» Extracto del documento
_ _ _ _
Poco antes de declararse el estado de alarma, por aquellas cosas de la casualidad, si es que existe, un día vinieron mis primos Mari Gálvez y Alfonso Cruz a visitar a mis padres. Allí estábamos también nosotros esperándoles. Las conversaciones, a veces solapadas unas con otras, se sucedieron ininterrumpidamente, los recuerdos, las alegrías, el “ponernos al día”, todo iba y venía en todas direcciones. Una de esas conversaciones motivaría a mi primo Alfonso a escribir este pequeño relato que ya ha hecho llorar a mis padres y a nosotros. ¡Gracias Alfonso!
Casi sin notarlo apenas… algo así como un leve sonido melódico que llega imperceptible desde la distancia. Una luz armoniosa tras la lluvia, en un día soleado, elegido por el tiempo para detenerse en una siesta sin final.
Justo así, nos abordan las personas que -sin saber porqué-, acaban instalándose en nuestra vida como ángeles de la guarda, para acompañarnos eternamente, tan solo porque un día nos sonrieron. Y en ese instante se convirtieron en cómplices de nuestra existencia para siempre.
_ _ _ _
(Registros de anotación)

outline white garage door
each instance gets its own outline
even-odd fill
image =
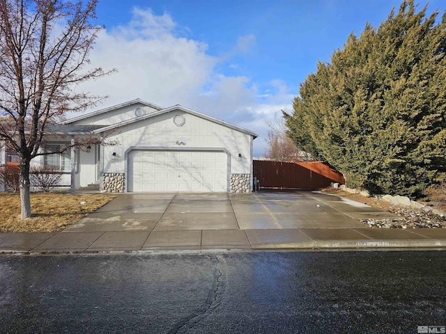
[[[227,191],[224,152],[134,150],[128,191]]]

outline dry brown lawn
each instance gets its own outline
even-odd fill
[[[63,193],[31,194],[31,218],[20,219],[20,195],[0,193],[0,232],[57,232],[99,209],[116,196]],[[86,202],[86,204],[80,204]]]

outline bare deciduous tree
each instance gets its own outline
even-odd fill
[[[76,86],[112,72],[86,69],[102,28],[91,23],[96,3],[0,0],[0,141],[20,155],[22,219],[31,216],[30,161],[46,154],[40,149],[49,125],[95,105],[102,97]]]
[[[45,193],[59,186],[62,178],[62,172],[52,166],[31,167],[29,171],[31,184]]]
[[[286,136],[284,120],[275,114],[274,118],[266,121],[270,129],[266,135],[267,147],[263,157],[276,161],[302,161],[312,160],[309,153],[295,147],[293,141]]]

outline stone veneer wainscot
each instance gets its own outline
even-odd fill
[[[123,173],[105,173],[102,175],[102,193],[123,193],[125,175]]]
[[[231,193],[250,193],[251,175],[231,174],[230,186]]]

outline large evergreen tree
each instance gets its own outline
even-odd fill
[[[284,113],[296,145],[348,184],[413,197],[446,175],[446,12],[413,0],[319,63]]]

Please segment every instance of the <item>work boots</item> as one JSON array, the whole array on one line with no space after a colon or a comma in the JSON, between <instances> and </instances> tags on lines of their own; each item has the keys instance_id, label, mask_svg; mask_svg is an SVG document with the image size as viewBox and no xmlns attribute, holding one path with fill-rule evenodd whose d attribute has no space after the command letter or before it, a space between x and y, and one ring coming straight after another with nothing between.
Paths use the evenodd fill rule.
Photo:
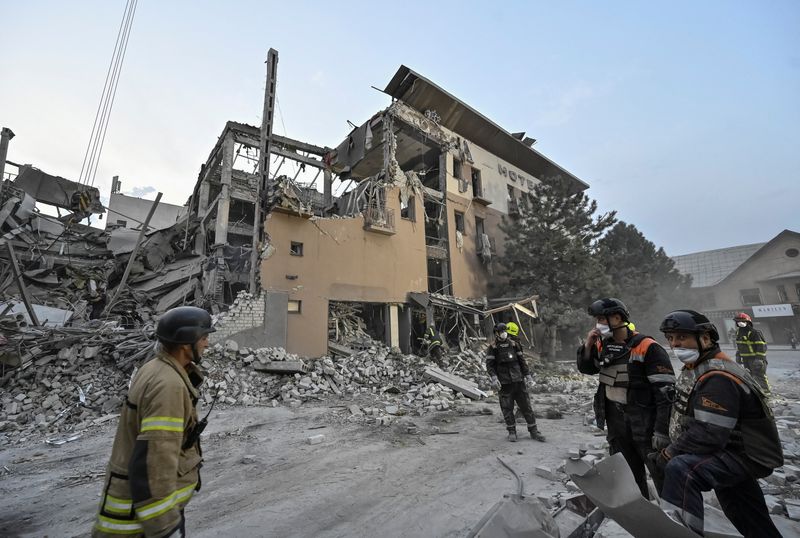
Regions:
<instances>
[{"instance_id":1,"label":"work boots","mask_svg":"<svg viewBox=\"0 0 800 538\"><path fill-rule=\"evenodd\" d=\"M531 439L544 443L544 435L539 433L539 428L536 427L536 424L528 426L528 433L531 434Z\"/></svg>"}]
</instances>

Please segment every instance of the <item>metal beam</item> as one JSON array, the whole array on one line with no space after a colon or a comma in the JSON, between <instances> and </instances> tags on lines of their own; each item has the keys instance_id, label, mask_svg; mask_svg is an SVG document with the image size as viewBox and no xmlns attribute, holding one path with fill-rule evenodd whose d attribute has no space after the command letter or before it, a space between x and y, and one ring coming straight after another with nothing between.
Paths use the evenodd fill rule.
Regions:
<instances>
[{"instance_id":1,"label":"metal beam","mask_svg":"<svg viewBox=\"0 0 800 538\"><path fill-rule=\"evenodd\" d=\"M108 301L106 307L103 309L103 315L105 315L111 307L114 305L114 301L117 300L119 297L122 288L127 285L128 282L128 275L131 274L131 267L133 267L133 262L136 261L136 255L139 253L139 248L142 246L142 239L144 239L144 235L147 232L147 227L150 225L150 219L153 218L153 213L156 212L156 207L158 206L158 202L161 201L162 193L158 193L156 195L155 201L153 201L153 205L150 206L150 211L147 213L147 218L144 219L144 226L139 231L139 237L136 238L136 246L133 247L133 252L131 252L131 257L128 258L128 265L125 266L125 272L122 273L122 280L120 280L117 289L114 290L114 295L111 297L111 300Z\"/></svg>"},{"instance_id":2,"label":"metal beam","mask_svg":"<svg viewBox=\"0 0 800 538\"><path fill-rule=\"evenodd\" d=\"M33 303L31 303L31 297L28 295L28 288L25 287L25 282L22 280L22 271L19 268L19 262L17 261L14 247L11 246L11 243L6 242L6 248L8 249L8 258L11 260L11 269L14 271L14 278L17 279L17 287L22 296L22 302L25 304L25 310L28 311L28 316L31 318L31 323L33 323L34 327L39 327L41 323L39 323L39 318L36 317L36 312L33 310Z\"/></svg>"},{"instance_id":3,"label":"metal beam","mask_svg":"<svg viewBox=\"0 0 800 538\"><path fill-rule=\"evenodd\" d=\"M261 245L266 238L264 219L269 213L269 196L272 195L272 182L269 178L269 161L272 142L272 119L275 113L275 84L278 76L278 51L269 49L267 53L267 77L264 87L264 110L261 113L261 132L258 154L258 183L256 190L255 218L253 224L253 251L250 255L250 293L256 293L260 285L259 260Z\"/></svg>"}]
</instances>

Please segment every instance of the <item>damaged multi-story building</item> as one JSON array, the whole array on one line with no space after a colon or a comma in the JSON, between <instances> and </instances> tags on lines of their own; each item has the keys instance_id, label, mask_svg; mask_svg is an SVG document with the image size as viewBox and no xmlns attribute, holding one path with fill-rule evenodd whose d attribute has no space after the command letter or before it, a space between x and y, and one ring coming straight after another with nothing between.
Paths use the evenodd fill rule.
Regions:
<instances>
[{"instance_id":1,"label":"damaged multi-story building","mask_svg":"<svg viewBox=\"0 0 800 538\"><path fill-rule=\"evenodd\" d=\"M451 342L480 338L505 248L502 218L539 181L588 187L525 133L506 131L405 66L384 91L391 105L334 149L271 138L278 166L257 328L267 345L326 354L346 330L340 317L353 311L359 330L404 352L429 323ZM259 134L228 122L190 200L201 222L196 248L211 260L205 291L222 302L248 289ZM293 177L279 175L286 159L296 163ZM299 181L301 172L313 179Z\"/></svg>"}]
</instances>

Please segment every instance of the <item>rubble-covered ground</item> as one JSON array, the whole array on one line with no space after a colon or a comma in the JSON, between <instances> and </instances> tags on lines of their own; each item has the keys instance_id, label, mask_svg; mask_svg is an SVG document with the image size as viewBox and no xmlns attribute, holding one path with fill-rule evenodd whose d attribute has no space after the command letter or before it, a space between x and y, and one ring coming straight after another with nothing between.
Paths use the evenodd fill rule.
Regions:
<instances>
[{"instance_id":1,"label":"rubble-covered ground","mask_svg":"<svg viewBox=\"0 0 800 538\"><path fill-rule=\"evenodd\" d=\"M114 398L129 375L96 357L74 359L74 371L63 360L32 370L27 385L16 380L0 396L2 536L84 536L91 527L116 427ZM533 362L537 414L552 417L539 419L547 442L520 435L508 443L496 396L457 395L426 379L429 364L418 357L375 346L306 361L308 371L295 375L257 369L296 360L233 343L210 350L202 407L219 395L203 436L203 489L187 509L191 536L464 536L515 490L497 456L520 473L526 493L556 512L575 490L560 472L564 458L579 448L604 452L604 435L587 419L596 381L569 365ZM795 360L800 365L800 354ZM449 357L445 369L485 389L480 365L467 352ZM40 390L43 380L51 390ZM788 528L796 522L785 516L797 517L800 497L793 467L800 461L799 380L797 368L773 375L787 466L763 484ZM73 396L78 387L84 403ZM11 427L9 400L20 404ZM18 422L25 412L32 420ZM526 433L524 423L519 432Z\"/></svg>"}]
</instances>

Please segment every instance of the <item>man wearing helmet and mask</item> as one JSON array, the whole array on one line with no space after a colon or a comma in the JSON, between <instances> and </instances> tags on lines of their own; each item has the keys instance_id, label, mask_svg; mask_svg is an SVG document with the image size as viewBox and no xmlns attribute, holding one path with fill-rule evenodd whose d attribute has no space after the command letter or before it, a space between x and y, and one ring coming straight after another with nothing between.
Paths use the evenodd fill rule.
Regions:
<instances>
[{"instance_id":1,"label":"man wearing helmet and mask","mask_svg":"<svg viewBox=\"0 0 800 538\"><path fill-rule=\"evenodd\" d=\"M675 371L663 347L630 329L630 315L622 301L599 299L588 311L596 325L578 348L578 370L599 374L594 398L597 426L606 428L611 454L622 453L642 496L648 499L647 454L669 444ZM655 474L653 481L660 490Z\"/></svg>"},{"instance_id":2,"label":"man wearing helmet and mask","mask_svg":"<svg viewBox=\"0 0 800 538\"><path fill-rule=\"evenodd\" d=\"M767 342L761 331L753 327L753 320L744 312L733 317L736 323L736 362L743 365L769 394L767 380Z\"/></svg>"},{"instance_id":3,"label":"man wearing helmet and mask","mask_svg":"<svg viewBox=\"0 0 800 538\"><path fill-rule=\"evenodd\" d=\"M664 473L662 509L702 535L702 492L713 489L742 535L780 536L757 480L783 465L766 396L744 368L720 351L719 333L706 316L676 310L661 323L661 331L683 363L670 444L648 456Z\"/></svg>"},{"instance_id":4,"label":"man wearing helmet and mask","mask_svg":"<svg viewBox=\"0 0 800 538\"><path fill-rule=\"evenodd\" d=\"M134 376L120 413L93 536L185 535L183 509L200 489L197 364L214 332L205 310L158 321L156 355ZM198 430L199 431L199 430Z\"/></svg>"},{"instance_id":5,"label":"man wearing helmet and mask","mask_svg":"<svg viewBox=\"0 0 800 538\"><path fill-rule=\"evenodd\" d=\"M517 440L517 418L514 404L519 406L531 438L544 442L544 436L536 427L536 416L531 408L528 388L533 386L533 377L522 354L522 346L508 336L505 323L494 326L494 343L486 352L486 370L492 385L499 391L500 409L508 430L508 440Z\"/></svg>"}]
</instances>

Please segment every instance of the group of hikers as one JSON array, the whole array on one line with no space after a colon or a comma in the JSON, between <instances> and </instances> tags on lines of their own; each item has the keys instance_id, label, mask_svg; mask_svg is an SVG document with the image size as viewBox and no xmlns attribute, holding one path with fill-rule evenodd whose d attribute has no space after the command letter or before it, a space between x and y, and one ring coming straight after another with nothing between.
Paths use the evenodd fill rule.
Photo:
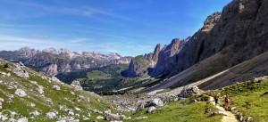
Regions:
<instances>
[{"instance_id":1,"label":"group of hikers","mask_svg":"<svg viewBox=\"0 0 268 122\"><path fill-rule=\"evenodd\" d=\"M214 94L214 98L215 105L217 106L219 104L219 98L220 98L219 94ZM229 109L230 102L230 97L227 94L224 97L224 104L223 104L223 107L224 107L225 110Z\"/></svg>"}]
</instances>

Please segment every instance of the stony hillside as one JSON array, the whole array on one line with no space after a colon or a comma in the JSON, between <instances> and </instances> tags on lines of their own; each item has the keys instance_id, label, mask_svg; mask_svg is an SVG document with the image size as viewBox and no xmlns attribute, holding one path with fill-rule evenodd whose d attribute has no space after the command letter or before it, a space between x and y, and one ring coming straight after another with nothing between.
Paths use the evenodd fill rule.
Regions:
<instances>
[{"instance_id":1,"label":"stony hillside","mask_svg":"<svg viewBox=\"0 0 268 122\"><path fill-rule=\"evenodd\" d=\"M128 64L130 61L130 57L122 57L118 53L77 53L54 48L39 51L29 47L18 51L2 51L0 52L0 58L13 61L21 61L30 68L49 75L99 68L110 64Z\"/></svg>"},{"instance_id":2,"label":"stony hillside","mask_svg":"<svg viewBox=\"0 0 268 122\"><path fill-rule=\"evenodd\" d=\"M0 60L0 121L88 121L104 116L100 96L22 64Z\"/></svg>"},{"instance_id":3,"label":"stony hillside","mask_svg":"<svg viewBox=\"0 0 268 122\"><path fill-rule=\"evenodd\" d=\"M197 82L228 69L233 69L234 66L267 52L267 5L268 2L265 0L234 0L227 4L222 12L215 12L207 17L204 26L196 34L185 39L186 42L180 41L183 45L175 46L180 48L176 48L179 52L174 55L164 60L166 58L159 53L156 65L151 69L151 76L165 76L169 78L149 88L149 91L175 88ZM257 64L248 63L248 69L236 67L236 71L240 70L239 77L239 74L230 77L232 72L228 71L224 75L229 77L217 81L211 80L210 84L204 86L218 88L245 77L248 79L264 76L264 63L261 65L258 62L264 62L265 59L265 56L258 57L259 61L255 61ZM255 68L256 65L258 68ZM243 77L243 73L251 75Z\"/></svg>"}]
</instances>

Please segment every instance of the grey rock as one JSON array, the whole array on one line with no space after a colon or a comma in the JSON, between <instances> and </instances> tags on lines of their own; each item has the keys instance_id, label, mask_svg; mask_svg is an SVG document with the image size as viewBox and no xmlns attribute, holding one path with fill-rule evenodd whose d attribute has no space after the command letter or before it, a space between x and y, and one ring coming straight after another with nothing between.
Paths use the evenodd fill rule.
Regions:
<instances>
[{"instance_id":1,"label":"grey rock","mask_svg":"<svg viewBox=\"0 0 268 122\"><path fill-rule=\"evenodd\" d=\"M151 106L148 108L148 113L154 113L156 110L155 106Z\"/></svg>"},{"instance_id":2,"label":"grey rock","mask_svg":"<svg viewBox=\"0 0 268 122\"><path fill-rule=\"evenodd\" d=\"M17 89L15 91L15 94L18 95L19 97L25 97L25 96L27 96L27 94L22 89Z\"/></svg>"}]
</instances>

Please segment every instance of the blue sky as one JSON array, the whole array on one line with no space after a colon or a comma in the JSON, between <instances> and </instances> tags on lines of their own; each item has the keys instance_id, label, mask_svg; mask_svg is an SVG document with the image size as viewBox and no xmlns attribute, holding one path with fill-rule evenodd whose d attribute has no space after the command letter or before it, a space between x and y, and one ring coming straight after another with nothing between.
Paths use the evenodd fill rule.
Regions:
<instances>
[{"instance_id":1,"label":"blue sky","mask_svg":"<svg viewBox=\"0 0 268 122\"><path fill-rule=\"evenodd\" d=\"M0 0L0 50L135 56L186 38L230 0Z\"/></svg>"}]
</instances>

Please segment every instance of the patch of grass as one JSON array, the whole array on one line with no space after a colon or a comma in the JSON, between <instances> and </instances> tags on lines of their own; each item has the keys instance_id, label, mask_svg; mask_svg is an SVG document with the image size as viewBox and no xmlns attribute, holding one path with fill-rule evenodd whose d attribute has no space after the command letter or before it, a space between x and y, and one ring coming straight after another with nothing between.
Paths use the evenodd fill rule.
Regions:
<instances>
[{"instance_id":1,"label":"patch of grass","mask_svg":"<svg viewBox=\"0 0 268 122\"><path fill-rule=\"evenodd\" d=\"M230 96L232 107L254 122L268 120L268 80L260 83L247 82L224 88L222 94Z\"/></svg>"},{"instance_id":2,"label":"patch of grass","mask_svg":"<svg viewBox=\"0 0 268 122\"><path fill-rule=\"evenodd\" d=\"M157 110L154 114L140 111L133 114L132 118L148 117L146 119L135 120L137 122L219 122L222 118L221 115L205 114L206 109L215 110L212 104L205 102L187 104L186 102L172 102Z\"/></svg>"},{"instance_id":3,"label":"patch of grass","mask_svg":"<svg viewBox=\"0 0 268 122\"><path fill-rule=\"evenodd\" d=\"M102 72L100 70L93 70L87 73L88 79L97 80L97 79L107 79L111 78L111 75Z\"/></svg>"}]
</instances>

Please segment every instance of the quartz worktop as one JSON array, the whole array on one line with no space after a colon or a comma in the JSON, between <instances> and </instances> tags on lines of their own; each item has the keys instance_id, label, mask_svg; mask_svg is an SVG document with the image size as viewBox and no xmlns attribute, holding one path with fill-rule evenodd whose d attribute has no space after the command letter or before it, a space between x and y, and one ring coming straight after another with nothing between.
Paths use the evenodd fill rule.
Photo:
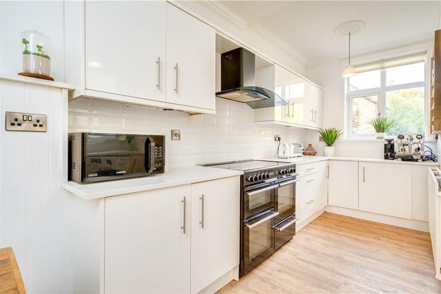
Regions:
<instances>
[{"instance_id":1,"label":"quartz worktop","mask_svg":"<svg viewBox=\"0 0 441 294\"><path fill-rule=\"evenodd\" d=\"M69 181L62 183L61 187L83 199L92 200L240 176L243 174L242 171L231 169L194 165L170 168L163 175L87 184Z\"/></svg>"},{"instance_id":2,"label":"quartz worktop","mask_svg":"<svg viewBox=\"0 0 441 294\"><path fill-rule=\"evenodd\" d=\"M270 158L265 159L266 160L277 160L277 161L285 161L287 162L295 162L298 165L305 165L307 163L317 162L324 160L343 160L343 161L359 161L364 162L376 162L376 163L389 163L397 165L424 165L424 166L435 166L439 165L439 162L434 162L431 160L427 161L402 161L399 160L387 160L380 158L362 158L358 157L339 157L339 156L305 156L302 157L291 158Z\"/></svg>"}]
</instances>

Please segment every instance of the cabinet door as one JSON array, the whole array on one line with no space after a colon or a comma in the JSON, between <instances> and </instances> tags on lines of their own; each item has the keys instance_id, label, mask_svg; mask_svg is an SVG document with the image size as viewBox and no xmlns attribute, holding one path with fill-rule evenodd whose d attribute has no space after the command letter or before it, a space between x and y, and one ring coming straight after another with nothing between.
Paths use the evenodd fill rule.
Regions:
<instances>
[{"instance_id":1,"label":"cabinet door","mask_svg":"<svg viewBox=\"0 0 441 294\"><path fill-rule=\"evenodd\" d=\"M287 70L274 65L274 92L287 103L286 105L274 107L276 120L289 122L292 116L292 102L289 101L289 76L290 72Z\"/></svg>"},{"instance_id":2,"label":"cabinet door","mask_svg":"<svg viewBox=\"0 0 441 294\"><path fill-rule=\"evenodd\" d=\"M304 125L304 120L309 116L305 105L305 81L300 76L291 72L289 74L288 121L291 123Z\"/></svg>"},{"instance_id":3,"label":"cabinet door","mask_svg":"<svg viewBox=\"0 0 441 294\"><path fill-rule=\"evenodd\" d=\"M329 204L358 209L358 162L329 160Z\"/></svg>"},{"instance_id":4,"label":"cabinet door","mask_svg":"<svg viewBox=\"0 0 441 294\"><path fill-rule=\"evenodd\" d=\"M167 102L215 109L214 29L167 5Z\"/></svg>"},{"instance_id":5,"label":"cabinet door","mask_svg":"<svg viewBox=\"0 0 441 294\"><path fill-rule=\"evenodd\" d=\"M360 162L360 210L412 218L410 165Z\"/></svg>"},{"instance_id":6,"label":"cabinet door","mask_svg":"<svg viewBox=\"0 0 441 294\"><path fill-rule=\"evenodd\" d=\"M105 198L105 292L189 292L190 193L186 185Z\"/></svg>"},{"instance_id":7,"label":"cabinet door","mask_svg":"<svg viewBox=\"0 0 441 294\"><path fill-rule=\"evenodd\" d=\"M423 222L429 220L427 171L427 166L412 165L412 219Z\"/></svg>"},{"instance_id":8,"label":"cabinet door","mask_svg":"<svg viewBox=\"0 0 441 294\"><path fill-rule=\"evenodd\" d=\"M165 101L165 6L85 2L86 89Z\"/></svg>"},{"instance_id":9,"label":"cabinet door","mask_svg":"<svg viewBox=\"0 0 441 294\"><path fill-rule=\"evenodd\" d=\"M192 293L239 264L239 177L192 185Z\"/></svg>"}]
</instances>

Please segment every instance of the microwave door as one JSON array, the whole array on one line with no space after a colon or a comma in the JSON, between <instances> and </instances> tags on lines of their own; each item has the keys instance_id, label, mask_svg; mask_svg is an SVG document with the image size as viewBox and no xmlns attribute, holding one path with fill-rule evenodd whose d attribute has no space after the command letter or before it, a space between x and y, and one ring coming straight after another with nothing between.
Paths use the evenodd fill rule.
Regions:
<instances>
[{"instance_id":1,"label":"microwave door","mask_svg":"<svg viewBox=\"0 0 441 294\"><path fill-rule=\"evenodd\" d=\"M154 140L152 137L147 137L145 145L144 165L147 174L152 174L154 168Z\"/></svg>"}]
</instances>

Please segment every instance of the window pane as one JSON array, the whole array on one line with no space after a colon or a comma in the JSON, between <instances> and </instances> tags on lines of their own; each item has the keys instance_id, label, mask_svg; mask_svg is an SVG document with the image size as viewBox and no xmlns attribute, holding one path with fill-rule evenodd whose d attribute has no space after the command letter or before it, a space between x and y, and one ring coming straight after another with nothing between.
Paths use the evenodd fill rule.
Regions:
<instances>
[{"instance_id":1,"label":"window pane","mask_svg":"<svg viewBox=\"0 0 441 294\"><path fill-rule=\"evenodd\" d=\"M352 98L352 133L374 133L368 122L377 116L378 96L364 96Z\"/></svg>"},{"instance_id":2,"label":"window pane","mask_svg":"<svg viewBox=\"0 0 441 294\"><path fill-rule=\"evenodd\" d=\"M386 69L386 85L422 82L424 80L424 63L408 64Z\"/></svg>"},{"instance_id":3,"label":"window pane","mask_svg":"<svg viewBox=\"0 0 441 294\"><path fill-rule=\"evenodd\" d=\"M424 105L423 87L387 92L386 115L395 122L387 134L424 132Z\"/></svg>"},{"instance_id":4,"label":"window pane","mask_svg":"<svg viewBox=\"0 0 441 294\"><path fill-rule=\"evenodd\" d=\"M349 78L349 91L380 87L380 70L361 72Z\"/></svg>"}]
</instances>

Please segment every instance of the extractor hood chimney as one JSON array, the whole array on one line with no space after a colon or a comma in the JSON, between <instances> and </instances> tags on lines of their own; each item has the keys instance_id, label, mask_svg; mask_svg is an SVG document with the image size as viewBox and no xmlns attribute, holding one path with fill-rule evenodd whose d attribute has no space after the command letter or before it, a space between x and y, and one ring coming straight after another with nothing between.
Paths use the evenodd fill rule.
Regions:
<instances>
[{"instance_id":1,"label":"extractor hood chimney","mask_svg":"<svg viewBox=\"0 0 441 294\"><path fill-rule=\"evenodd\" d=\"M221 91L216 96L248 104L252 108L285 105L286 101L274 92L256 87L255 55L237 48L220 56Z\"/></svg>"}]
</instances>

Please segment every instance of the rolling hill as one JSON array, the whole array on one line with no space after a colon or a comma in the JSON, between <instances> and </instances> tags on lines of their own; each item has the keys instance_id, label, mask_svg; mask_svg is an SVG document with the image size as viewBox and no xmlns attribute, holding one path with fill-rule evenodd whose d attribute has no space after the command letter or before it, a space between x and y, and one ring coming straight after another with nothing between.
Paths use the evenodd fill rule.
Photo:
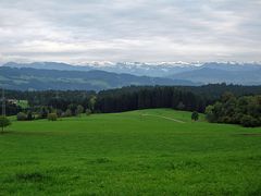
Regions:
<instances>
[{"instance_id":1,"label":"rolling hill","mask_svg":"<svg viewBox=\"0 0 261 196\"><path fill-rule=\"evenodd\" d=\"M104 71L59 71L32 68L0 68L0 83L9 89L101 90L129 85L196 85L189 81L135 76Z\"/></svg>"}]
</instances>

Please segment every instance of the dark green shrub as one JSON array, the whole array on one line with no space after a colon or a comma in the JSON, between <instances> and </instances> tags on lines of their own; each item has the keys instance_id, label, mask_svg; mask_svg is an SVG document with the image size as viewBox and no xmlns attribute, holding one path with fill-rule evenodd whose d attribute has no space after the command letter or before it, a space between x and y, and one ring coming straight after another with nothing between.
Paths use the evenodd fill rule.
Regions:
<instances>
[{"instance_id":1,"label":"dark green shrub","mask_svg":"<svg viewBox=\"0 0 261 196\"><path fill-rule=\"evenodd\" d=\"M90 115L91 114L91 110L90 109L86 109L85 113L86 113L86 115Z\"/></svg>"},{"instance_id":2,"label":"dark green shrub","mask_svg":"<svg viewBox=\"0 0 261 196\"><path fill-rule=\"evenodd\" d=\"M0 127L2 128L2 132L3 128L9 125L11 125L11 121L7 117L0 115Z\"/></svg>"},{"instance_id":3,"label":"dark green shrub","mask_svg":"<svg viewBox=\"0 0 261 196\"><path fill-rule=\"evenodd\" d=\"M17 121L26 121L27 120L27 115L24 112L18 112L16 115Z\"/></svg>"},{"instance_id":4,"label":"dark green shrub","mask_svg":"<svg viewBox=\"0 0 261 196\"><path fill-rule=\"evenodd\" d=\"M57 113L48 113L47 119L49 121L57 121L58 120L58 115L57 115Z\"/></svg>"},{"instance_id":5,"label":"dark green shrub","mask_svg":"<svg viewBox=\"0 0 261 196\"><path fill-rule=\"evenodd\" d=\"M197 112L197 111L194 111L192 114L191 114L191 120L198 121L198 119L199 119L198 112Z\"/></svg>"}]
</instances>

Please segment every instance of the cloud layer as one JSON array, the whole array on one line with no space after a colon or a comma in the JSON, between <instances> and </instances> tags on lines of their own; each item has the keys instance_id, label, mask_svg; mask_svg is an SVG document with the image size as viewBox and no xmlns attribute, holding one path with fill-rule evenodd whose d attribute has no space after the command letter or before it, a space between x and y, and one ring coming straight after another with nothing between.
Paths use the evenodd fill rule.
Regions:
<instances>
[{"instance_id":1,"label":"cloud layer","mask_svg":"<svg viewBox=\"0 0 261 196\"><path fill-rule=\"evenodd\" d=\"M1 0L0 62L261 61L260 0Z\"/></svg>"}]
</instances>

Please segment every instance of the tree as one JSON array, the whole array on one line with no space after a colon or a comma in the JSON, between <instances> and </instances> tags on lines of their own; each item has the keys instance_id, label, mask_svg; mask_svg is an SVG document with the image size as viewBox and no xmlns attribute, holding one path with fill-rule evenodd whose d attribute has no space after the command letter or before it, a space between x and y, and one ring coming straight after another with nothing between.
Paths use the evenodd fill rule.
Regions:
_ _ _ _
» Objetivos
1 - Según el primer párrafo del extracto, ¿qué cosas iban y venían en todas direcciones durante las conversaciones? Enuméralas.
2 - Reproduce literalmente el pasaje del extracto que empieza en las palabras "Poco antes de" y termina después de "siesta sin final.".
3 - Prolonga el extracto sobre las personas que se instalan en nuestra vida como ángeles de la guarda a partir de donde termina.

» Resultados de tareas
1 -
los recuerdos
las alegrías
el "ponernos al día"

2 -
Poco antes de declararse el estado de alarma, por aquellas cosas de la casualidad, si es que existe, un día vinieron mis primos Mari Gálvez y Alfonso Cruz a visitar a mis padres. Allí estábamos también nosotros esperándoles. Las conversaciones, a veces solapadas unas con otras, se sucedieron ininterrumpidamente, los recuerdos, las alegrías, el “ponernos al día”, todo iba y venía en todas direcciones. Una de esas conversaciones motivaría a mi primo Alfonso a escribir este pequeño relato que ya ha hecho llorar a mis padres y a nosotros. ¡Gracias Alfonso!
Casi sin notarlo apenas… algo así como un leve sonido melódico que llega imperceptible desde la distancia. Una luz armoniosa tras la lluvia, en un día soleado, elegido por el tiempo para detenerse en una siesta sin final.

3 -
De niño lo veía trabajar en la cristalería, cortando vidrios con una habilidad tal, que me hacía dudar sobre si aquel hombre ejercía su oficio o era un mago, un prestidigitador que sintiéndose observado por las miradas absortas de los niños a través del inmenso ventanal, desplegaba su magia con el único y secreto fin de asombrarlos.
Manejaba las grandes hojas de cristal como si en realidad fueran de papel. No mostraba el mínimo miedo a herirse con ellas. Trazaba unas líneas y con la ayuda de una regla y una herramienta diminuta que deslizaba perfectamente sobre la línea marcada anteriormente, sentenciaba su obra. Después introducía su herramienta bajo la línea rayada por el diamante y se oía un crujido justo antes de dividir en dos partes la luna de vidrio.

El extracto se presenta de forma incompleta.